What is expected: Could you copy each line of the listing that holds "below"?

Segment Open

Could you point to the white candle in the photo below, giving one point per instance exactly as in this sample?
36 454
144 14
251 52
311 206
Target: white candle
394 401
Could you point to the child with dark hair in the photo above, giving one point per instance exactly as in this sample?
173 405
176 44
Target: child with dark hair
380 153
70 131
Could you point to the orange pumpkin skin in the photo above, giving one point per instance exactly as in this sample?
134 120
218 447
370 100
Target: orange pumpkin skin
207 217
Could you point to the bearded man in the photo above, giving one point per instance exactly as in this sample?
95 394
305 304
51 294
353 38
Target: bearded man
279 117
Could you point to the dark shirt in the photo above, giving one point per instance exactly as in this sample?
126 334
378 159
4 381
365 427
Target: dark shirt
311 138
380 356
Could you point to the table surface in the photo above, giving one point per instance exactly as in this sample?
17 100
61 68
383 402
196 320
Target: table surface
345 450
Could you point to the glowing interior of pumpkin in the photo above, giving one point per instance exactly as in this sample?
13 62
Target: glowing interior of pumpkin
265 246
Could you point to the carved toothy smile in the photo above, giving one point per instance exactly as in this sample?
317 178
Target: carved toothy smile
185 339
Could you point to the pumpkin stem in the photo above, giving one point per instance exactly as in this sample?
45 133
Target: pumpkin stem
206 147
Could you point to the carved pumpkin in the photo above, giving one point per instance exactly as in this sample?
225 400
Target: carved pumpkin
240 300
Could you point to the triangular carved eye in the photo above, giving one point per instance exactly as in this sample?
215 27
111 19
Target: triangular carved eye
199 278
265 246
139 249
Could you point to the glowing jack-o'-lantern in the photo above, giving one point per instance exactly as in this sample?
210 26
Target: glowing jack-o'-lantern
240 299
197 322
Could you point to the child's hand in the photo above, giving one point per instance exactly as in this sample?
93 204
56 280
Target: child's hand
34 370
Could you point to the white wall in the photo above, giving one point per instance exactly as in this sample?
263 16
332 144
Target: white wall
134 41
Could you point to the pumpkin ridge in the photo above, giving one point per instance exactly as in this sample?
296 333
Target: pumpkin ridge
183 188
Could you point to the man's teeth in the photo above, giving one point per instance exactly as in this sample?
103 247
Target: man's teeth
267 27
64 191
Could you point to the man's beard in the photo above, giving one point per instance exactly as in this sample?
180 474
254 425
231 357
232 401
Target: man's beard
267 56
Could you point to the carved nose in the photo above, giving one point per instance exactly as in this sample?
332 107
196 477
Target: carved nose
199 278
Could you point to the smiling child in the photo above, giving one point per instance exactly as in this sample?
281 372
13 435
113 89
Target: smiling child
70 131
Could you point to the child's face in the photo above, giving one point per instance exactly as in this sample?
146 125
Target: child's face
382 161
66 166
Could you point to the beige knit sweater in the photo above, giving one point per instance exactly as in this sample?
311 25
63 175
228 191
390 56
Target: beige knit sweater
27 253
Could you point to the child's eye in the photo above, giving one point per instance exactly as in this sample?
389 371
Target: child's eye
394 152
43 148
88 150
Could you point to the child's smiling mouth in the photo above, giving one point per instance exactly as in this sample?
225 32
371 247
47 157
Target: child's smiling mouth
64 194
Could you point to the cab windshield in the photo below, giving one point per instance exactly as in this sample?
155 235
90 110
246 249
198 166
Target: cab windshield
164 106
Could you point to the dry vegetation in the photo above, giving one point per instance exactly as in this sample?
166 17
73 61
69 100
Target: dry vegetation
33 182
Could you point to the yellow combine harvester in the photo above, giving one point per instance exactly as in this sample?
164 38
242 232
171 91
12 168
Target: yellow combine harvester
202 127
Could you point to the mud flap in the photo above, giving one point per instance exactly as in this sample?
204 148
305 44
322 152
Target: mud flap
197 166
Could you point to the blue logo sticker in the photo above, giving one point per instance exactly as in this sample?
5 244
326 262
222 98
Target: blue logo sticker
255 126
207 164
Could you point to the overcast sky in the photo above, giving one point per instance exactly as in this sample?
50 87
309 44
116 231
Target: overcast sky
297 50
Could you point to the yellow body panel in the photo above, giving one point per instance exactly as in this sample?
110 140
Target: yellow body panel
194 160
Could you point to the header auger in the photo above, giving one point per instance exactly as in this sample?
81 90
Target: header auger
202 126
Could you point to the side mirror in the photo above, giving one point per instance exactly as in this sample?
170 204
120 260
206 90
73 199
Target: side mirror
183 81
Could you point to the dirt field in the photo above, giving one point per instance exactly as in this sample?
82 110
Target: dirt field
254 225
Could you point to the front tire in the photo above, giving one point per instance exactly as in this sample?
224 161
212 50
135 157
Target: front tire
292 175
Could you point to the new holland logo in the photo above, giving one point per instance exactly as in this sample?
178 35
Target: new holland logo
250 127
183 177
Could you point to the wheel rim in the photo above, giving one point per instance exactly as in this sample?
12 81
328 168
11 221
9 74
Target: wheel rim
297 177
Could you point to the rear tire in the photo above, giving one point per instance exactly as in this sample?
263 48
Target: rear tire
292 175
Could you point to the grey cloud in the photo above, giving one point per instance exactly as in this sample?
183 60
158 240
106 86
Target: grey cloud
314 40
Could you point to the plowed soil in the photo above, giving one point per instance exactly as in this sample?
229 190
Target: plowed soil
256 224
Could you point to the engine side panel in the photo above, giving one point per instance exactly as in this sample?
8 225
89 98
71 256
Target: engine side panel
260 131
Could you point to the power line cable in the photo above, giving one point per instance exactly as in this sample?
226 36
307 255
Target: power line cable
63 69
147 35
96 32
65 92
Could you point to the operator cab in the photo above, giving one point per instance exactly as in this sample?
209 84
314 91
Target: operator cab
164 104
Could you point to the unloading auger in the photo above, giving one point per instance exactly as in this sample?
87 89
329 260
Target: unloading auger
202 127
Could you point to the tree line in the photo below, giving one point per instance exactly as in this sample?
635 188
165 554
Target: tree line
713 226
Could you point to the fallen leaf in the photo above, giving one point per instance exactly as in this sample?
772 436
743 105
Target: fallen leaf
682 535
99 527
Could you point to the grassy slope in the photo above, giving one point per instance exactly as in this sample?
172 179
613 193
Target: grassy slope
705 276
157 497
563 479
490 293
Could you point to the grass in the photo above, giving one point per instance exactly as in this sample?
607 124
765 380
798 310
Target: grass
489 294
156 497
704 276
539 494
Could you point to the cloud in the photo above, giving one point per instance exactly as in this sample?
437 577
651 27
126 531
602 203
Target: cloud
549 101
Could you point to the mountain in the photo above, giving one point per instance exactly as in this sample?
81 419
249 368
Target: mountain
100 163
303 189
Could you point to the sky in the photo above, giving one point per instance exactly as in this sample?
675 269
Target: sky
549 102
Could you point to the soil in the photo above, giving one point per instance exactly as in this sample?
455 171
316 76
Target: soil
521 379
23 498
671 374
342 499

Segment Closed

Answer to the problem:
Could you point to the white candle in the photo below, giving one point per instance exactly as in this sample?
Could you point to the cab windshield in the photo below, giving one point per instance exactly as in this sample?
Could you point to the tree line in the photo below, giving one point per instance exactly as in this sample?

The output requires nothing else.